_PROBLEM 1_: In the article on nuts and dietary fat, what share of the calories in nuts comes from fat?
_PROBLEM 2_: Using the article on nuts and dietary fat, explain why saturated fats are considered bad while the fats in nuts are considered good.

_EXTRACT PROVIDED_:
Let’s face it: We were brainwashed. For years, nutritional gurus strummed a one-note samba: All fats are bad. And many of us played along, giving up some of our favorite foods. Like nuts.
“Eighty to 90 percent of calories [in nuts] are from fat. So they were labeled as a high-fat food,” said Frank Hu, an assistant professor of nutrition at the Harvard School of Public Health. And, for the last two or three decades, he said, “health-conscious people tended to avoid them to lose weight and avoid heart disease.”
“We’ve been so biased about fat,” said Jeffrey Blumberg, a nutrition professor at Tufts University. “The thinking was that any high-fat food is bad.”
At long last, nutritionists are changing their tune. Now, they concede, there are both good fats and bad fats, and nuts are good again because they contain “the good kind of fat,” said Dr. George Blackburn, director of the center for nutrition and medicine at Beth Israel Deaconess Medical Center. They’re also good, he said, because “they satisfy in small portions.”
The emerging consensus is that saturated fats (the kind found in meat and dairy products) are the bad ones because they raise LDL or bad cholesterol in the blood. Monounsaturated and polyunsaturated fats (the kind found in nuts and olive, canola, corn, safflower and sunflower oils) are good because, though high in fat and calories, they do not raise LDL. In fact, polyunsaturated fats can actually lower LDL.
The same principle holds for peanuts and peanut butter, too, even though peanuts, despite their name, are technically classified as legumes, not nuts. Peanuts are good for you because they’re high in monounsaturated fats.
For the record, It’s only fair to note that this good-fat, bad-fat message is heavily promoted by some food industry groups, including the International Tree Nut Council, which sponsored a conference on the health benefits of nuts this fall at Georgetown University. The nut folks are also sponsoring a number of ongoing studies of the nutritional pros and cons of nuts.
But, with that caveat in mind, consider the growing evidence that nuts are good for you:.
The Iowa Women’s Health Study of 34,000 women, conducted between 1986 and 1992, found that women who ate nuts had a 35 percent reduction in heart attacks, compared to those who didn’t.
In 1992, a California study of 34,000 Seventh Day Adventists (who don’t drink or smoke) found that those who ate a small handful of nuts five days a week had 50 percent fewer heart attacks than those who didn’t. And no matter how the researchers sliced up the data looking at men alone, women alone, young people, old people, vegetarians or meat-eaters, the protective effect of nuts on the heart held up, said Dr. Gary Fraser, leader of the study and a cardiologist at Loma Linda University. The gist of 20 other studies, he said, is that regular consumption of nuts lowers blood cholesterol 8 to 10 percent.

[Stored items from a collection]
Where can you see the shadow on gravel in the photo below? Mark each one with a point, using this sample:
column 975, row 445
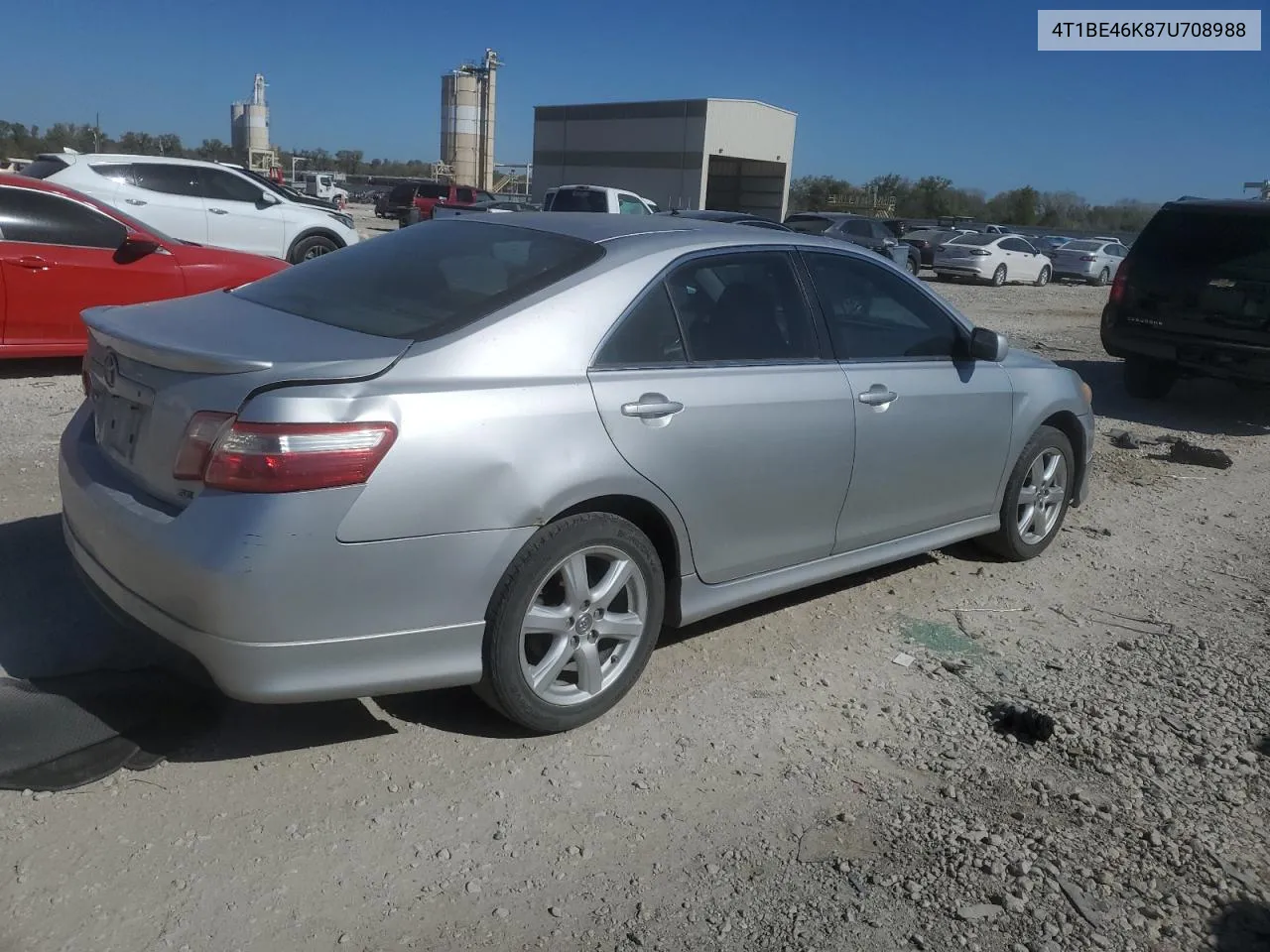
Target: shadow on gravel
column 452, row 711
column 1211, row 407
column 55, row 635
column 42, row 367
column 1242, row 927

_WRITTEN RESPONSE 1_: Eighty to 90 percent.

_WRITTEN RESPONSE 2_: Saturated fats, found in meat and dairy products, raise LDL, or bad cholesterol, in the blood. The monounsaturated and polyunsaturated fats in nuts are high in fat and calories but do not raise LDL, and polyunsaturated fats can actually lower it.